— Begin Supplied passage —

By Mary Brophy-Moore
I find myself frustrated by the ballooning trend in the Adirondacks, including the Town of Webb, whereby local family homes in once stable neighborhoods are being bought up by out of towners looking to make a killing on short term rentals.
As a resident since 1986, I’ve watched the housing market move steadily upward in terms of new builds and values. In the early 2000’s, especially after 9-11, there was a strong uptick in neighborhood homes being bought by down-staters presumably to have a place to escape the cities and feel safe. That created “dark” spots in previously year-round neighborhoods. But locals at least knew who their neighbors were even if their presence was sporadic. A direct result of the demand was a significant increase in property values that led to the current housing crisis in which locals are unable to afford homes of their own and fewer quality long-term rental units are available.
The more recent trend is where homes are purchased primarily as rentals, whether to help pay the mortgage and taxes on a property used as an occasional second home or to use them purely as rental businesses. In the meantime, this exacerbates the near-impossible housing situation for locals who don’t already own a home even as the new non-local owners operate rental businesses virtually free of regulation or oversight of any kind.

— End Supplied passage —
— Begin Dataset content —

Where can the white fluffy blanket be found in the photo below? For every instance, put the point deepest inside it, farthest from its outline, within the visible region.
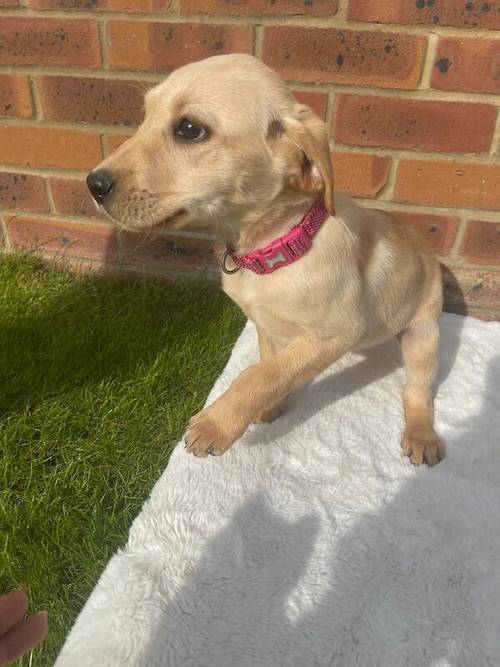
(313, 541)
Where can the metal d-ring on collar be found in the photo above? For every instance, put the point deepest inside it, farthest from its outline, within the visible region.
(223, 264)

— End Dataset content —

**Task prompt**
Do these statements agree with the piece on Adirondack short-term rentals? Answer yes or no for each and quote the deciding words.
(a) The writer has lived in the area since 1986.
(b) After 9-11, locals no longer knew who their neighbors were.
(c) The new non-local owners run their rental businesses under strict regulation.
The material comes from a separate source and is unrelated to the piece on Adirondack short-term rentals.

**Task answer**
(a) Yes: "As a resident since 1986"
(b) No: "But locals at least knew who their neighbors were even if their presence was sporadic."
(c) No: "virtually free of regulation or oversight of any kind"